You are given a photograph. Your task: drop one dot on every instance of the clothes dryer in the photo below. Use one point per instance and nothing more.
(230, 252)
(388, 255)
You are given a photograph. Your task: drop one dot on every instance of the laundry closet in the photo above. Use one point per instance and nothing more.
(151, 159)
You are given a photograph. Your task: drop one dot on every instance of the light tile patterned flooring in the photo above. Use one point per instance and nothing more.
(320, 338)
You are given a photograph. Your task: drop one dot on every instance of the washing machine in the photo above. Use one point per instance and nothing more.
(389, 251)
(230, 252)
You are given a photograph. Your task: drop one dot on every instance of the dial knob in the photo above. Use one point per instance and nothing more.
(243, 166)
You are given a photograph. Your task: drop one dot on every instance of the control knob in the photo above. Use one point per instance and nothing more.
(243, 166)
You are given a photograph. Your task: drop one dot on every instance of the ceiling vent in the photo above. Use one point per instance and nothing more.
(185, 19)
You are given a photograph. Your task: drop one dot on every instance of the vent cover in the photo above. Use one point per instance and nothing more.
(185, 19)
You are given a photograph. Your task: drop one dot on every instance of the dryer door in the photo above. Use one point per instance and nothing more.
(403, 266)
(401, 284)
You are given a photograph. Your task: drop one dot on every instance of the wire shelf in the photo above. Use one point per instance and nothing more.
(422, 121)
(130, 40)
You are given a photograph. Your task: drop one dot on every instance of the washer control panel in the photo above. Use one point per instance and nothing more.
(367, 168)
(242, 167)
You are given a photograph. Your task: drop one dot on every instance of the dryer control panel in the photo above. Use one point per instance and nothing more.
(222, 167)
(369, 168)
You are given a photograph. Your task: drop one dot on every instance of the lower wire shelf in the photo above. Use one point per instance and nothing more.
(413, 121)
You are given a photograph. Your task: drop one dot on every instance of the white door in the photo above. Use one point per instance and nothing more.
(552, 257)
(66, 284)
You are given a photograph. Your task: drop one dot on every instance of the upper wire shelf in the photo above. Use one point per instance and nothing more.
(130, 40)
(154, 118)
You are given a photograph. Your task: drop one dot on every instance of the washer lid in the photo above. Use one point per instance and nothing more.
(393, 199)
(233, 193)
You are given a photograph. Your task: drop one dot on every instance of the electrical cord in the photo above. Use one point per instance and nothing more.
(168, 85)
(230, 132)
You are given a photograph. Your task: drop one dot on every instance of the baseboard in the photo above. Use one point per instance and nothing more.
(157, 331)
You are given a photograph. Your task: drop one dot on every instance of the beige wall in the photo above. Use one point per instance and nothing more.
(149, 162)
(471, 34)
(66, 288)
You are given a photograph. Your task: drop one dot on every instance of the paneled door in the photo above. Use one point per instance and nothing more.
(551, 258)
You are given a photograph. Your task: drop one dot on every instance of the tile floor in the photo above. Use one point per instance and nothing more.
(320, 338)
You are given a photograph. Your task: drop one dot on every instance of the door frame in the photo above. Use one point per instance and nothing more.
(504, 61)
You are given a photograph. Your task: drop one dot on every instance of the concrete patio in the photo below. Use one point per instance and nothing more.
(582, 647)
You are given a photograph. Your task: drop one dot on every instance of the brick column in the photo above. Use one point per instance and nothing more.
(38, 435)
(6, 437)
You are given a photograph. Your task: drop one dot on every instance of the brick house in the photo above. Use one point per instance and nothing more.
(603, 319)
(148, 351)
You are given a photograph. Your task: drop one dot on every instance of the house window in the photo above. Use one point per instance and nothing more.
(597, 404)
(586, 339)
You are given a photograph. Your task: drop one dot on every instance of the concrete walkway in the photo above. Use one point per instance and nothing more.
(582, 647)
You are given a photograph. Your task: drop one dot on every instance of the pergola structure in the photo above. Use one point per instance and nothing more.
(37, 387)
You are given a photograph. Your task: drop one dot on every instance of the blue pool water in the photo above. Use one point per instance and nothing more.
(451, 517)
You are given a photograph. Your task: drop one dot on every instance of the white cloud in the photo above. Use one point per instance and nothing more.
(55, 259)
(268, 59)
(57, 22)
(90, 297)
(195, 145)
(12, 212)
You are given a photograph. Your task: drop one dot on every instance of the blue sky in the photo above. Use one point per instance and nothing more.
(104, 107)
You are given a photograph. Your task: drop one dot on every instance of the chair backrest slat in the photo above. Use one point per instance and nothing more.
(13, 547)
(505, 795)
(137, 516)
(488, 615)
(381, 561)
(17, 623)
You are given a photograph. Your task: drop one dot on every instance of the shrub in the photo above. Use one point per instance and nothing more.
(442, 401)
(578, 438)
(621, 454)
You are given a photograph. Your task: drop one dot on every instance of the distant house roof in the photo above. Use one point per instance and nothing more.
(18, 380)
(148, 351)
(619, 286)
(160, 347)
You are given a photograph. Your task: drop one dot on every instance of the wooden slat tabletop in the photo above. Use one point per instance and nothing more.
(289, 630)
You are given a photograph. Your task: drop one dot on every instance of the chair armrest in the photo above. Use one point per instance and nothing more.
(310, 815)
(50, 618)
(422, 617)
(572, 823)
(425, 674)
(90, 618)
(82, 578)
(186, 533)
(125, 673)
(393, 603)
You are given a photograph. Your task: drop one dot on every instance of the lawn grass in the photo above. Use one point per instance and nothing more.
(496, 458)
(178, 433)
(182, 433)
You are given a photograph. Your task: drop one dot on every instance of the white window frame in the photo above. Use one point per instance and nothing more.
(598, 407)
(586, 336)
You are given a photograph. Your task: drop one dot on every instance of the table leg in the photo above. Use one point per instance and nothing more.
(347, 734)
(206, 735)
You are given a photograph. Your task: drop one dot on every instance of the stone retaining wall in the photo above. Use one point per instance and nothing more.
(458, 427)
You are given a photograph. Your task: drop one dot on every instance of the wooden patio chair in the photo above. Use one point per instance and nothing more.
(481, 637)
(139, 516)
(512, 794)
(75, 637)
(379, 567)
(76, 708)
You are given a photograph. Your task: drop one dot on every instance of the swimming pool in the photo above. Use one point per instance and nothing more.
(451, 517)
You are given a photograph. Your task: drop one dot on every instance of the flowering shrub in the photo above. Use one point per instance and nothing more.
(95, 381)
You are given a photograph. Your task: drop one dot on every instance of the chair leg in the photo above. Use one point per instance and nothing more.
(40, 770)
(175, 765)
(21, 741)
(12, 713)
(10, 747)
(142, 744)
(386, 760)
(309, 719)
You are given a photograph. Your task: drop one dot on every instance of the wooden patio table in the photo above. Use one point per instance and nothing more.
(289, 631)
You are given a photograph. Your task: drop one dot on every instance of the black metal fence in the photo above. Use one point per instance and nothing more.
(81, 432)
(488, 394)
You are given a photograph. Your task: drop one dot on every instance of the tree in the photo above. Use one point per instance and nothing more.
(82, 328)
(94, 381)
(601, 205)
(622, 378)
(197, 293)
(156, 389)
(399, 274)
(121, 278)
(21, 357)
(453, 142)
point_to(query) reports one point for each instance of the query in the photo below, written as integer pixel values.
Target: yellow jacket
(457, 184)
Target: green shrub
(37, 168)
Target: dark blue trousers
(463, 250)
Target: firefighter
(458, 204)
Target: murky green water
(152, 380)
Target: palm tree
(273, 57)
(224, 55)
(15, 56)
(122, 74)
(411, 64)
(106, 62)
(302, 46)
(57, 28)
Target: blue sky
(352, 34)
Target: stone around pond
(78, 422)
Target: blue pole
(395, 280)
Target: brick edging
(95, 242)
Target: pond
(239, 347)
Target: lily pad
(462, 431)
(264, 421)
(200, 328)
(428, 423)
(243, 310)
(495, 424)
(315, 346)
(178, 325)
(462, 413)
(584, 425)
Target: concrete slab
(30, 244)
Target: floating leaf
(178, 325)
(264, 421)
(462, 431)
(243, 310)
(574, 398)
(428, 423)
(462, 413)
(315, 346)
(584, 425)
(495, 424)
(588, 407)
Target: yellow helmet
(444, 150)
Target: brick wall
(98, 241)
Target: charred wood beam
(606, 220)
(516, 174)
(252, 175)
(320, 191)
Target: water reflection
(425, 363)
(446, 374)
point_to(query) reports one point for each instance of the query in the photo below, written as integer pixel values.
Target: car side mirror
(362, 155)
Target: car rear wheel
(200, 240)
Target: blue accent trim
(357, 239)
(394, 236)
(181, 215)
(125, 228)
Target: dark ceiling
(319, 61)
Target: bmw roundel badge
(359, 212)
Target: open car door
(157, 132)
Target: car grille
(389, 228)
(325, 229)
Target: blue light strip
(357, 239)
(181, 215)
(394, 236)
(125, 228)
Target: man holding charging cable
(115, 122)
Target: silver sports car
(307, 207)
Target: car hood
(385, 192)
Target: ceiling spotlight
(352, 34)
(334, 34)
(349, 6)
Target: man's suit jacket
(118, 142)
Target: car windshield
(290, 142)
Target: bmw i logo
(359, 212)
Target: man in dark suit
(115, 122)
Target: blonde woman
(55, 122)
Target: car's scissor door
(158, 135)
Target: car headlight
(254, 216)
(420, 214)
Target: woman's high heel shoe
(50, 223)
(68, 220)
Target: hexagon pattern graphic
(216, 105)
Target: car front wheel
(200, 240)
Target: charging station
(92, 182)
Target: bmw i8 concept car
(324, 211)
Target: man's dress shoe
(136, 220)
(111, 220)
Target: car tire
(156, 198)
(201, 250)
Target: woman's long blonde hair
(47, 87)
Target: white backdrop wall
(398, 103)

============

Output, and output only, the lines from the one containing "Target: bmw roundel badge" through the last line of the data above.

SOLUTION TO THE EXERCISE -
Target: bmw roundel badge
(359, 212)
Target: open car door
(157, 132)
Target: car grille
(389, 228)
(325, 229)
Target: blue light strip
(357, 239)
(181, 215)
(394, 236)
(125, 228)
Target: man holding charging cable
(115, 122)
Target: silver sports car
(307, 207)
Target: car hood
(385, 192)
Target: ceiling spotlight
(352, 34)
(334, 34)
(349, 6)
Target: man's suit jacket
(118, 142)
Target: car windshield
(290, 142)
Target: bmw i logo
(359, 212)
Target: man in dark suit
(115, 122)
Target: blonde woman
(55, 122)
Target: car's scissor door
(158, 135)
Target: car headlight
(254, 216)
(420, 214)
Target: woman's high heel shoe
(50, 223)
(68, 220)
Target: hexagon pattern graphic
(216, 105)
Target: car front wheel
(200, 240)
Target: charging station
(92, 182)
Target: bmw i8 concept car
(324, 211)
Target: man's dress shoe
(136, 220)
(111, 220)
Target: car tire
(156, 198)
(201, 250)
Target: woman's long blonde hair
(47, 87)
Target: white backdrop wall
(398, 103)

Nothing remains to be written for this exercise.